_Your objective:_ Could you turn every one of the rows below into a numbered list, skipping blank lines and leaving the pictures out?

_Information shown:_
###
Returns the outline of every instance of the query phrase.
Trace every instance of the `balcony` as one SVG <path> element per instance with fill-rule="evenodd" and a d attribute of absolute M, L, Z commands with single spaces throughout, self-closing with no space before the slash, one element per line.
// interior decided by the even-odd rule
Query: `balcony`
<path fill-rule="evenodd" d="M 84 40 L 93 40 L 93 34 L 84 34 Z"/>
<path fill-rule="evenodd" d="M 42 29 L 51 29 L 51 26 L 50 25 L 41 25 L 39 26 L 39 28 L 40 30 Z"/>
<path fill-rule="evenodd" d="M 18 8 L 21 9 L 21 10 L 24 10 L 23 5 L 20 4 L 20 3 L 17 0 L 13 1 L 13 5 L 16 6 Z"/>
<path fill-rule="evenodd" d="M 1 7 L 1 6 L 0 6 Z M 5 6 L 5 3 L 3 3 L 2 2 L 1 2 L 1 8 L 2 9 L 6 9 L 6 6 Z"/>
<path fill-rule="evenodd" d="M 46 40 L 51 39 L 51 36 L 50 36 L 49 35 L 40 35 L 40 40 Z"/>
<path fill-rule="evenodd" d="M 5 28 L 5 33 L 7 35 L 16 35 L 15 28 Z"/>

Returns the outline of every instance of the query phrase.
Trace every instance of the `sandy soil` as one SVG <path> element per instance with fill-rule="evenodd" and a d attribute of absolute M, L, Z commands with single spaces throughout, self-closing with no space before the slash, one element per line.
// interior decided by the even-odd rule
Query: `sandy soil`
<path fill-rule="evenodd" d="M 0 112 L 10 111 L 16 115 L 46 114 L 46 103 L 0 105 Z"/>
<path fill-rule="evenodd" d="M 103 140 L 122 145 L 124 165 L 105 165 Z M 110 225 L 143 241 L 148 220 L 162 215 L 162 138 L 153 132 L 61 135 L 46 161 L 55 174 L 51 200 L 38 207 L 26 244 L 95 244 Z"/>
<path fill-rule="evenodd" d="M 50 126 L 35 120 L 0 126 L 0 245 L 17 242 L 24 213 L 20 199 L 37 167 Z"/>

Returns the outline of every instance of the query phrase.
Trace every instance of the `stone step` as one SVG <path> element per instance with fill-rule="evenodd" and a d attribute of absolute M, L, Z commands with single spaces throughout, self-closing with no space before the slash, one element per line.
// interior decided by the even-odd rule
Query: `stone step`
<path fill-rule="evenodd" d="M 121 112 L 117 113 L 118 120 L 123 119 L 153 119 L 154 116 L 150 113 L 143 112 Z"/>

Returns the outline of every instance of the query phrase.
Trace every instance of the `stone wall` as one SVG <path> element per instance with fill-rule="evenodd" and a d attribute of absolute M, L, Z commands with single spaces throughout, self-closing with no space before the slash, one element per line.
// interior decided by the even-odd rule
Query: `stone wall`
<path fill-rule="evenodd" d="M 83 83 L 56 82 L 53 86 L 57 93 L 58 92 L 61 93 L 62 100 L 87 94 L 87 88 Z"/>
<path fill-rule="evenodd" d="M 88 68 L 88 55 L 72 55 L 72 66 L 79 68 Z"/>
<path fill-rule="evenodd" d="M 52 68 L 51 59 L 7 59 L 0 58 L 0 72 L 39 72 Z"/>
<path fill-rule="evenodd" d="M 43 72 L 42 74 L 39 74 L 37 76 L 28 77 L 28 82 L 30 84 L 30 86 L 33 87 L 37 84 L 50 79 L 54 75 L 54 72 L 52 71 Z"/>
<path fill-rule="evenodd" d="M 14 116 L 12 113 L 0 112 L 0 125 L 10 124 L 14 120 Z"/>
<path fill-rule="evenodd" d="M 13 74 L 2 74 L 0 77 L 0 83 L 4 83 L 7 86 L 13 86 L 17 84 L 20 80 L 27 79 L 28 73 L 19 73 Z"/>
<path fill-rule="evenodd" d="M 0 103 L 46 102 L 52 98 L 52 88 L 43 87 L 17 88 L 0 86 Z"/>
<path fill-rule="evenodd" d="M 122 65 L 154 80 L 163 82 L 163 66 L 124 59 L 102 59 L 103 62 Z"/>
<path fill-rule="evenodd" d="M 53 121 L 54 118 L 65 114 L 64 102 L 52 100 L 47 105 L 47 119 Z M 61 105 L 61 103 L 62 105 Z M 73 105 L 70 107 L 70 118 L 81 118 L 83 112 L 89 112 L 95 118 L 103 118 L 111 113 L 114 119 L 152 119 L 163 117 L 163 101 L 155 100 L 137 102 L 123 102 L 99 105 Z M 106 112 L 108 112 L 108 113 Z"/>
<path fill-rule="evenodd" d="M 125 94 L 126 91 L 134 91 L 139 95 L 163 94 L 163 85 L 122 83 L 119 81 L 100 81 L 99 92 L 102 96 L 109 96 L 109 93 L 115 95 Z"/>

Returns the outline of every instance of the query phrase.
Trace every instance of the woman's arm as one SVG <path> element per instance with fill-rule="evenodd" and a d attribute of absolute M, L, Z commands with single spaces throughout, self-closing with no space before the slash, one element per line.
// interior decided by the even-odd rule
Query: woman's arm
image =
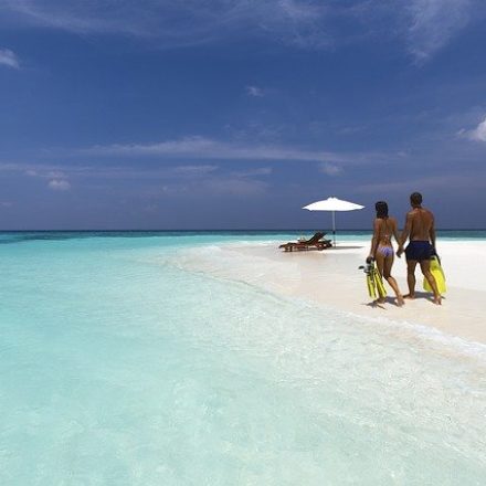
###
_Full answer:_
1. Returns the outline of every instance of the query phrase.
2. Trace every instance of the `balcony` as one SVG <path> element per instance with fill-rule="evenodd" and a d attribute of absolute M, L, Z commands with single spaces throughout, self-closing with no space before the slash, one element per line.
3. // interior decided by the even-odd rule
4. Query: `balcony`
5. <path fill-rule="evenodd" d="M 84 40 L 93 40 L 93 34 L 84 34 Z"/>
6. <path fill-rule="evenodd" d="M 42 29 L 51 29 L 51 26 L 50 25 L 41 25 L 39 26 L 39 28 L 40 30 Z"/>
7. <path fill-rule="evenodd" d="M 18 8 L 21 9 L 21 10 L 24 10 L 23 5 L 20 4 L 20 3 L 17 0 L 13 1 L 13 5 L 16 6 Z"/>
8. <path fill-rule="evenodd" d="M 1 7 L 1 6 L 0 6 Z M 5 6 L 5 3 L 3 3 L 2 2 L 1 2 L 1 8 L 2 9 L 6 9 L 6 6 Z"/>
9. <path fill-rule="evenodd" d="M 46 40 L 51 39 L 51 36 L 50 36 L 49 35 L 40 35 L 40 40 Z"/>
10. <path fill-rule="evenodd" d="M 5 28 L 5 33 L 7 35 L 16 35 L 15 28 Z"/>
11. Returns the outline of every instance of the query phrase.
12. Trace every instance of the `sandy soil` as one SVG <path> element per instance with fill-rule="evenodd" and a d attribute of absolute M, L, Z commands with single spaces throughout, self-closing with no space before the slash, one element per line.
13. // interior decided by the even-odd rule
14. Query: `sandy soil`
15. <path fill-rule="evenodd" d="M 0 112 L 10 111 L 16 115 L 46 114 L 46 103 L 0 105 Z"/>
16. <path fill-rule="evenodd" d="M 103 140 L 122 145 L 124 165 L 105 165 Z M 110 225 L 143 241 L 148 220 L 162 215 L 162 138 L 153 132 L 61 135 L 46 161 L 55 174 L 51 200 L 38 207 L 26 244 L 95 244 Z"/>
17. <path fill-rule="evenodd" d="M 50 126 L 35 120 L 0 126 L 0 245 L 17 242 L 24 213 L 20 199 L 37 167 Z"/>
18. Returns the outline of every instance of the query phrase.
19. Trace every instance of the `stone step` as one SVG <path> element per instance with fill-rule="evenodd" and a d attribute of absolute M, L, Z commands with single spaces throughout, self-closing with no space before the slash, one element per line.
20. // interior decided by the even-odd rule
21. Query: `stone step`
22. <path fill-rule="evenodd" d="M 121 112 L 117 113 L 118 120 L 123 119 L 153 119 L 154 116 L 150 113 L 143 112 Z"/>
23. Returns the outline of every instance of the query phrase.
24. Trace every instance of the `stone wall` as one SVG <path> element per instance with fill-rule="evenodd" and a d attribute of absolute M, L, Z commands with single spaces throughout, self-closing with no space before the slash, one element per line.
25. // interior decided by the even-odd rule
26. Query: `stone wall`
27. <path fill-rule="evenodd" d="M 83 83 L 56 82 L 53 86 L 57 93 L 58 92 L 61 93 L 62 100 L 87 94 L 87 88 Z"/>
28. <path fill-rule="evenodd" d="M 88 68 L 88 55 L 72 55 L 72 66 L 79 68 Z"/>
29. <path fill-rule="evenodd" d="M 52 68 L 51 59 L 7 59 L 0 58 L 0 72 L 39 72 Z"/>
30. <path fill-rule="evenodd" d="M 43 72 L 42 74 L 39 74 L 37 76 L 28 77 L 28 82 L 30 84 L 30 86 L 33 87 L 37 84 L 50 79 L 54 75 L 54 72 L 52 71 Z"/>
31. <path fill-rule="evenodd" d="M 14 116 L 12 113 L 0 112 L 0 125 L 10 124 L 14 120 Z"/>
32. <path fill-rule="evenodd" d="M 13 74 L 2 74 L 0 77 L 0 83 L 4 83 L 7 86 L 13 86 L 17 84 L 20 80 L 27 79 L 28 73 L 19 73 Z"/>
33. <path fill-rule="evenodd" d="M 0 103 L 46 102 L 52 98 L 52 88 L 43 87 L 17 88 L 0 86 Z"/>
34. <path fill-rule="evenodd" d="M 122 65 L 154 80 L 163 82 L 163 66 L 124 59 L 102 59 L 103 62 Z"/>
35. <path fill-rule="evenodd" d="M 53 121 L 54 118 L 65 114 L 64 102 L 52 100 L 47 105 L 47 119 Z M 61 105 L 61 103 L 62 105 Z M 73 105 L 70 107 L 70 118 L 81 118 L 83 112 L 89 112 L 95 118 L 103 118 L 111 113 L 114 119 L 152 119 L 163 117 L 163 101 L 155 100 L 137 102 L 123 102 L 99 105 Z M 106 112 L 108 112 L 108 113 Z"/>
36. <path fill-rule="evenodd" d="M 125 94 L 126 91 L 134 91 L 139 95 L 163 94 L 163 85 L 122 83 L 119 81 L 100 81 L 99 92 L 102 96 L 109 96 L 109 93 L 115 95 Z"/>
37. Returns the outline of every instance of the query phrase.
38. Trace every instance of the woman's arm as one SVG <path> element per instance with fill-rule="evenodd" and a d attribute of absolute M, L, Z commands with single spaces throughout, self-closing with no space before the slash, one element per line.
39. // interior decided by the even-odd rule
40. Query: woman's arm
41. image =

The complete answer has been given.